- Study text
--------------------------------------------------
= George Hamilton (city founder) =

Upper Canada merchant and politician

George Hamilton (c. October 1788 – February 20, 1836) was a Canadian merchant and politician who founded the city of Hamilton, Ontario.

==Life and career==
Hamilton was born in October 1788 in Queenston Heights. He was the son of wealthy and influential Scottish-born Queenston merchant Robert Hamilton, who later held important government offices, being a member of the Legislative Council and lieutenant of the County of Lincoln, and of Catherine Askin Robertson.

Hamilton was educated in Edinburgh, Scotland and appears to have possessed a keen mind for business and letters.The Scottish schooling of the era would have exposed him to moral philosophy and what later became the separate discipline of economics. It is likely that his education fostered scepticism as well as a commitment to freedom of religion and the right to hold dissenting opinions, attitudes that would surface in his political career. He married Maria Lavinia Jarvis in 1811.

Hamilton served during the War of 1812, where he held the rank of captain with the Niagara Light Dragoons, participating in the capture of Detroit and the Battle of Queenston Heights and Lundy's Lane. During 1814, British troops billeted at his Queenston establishment burned the property. This loss, combined with a familiarity with the Head of the Lake acquired during the war when Burlington Heights was heavily garrisoned, may have prompted George Hamilton's purchase of 257 acre of Barton Township from James Durand, in January 1815. Well placed and shrewd, Hamilton likely knew of prewar discussions about creating a new administrative district with a judicial centre. Within a year of his land purchase, Hamilton reached agreement with the owner of adjacent property to the north, Nathaniel Hughson, on a scheme which they calculated would increase the possibility of having the court-house and jail for the new district located on Hamilton lands, to the benefit of the values of both men's property. Together they empowered James Durand to lobby at the House of Assembly for the Hamilton townsite and to act as an agent selling town lots. The instructions coincided with the very week that the assembly and Legislative Council deliberated on the formation of the new district and the designation of a district town; the act was passed on 22 March 1816. The precise manoeuvres cannot be documented, but there is little doubt that the origins of the Hamilton town site, and its location back from the waterfront, derived from a complicated private affair involving Messrs. Hamilton, Hughson, and Durand. The new town was to become the capital of the new Gore District. Hamilton provided land for a courthouse and jail. The police village of Hamilton was incorporated in 1833.
--------------------------------------------------
- Exercise data
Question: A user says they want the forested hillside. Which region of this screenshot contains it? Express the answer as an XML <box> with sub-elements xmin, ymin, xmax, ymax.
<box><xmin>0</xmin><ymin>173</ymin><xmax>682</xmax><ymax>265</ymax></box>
--------------------------------------------------
- Using the information
(1) In the George Hamilton article, from whom did Hamilton buy land in Barton Township in January 1815?
(2) Transcribe the George Hamilton article between "Upper Canada merchant" and "Catherine Askin Robertson.", inclusive.

- Solutions below
(1) James Durand

(2)
Upper Canada merchant and politician

George Hamilton (c. October 1788 – February 20, 1836) was a Canadian merchant and politician who founded the city of Hamilton, Ontario.

==Life and career==
Hamilton was born in October 1788 in Queenston Heights. He was the son of wealthy and influential Scottish-born Queenston merchant Robert Hamilton, who later held important government offices, being a member of the Legislative Council and lieutenant of the County of Lincoln, and of Catherine Askin Robertson.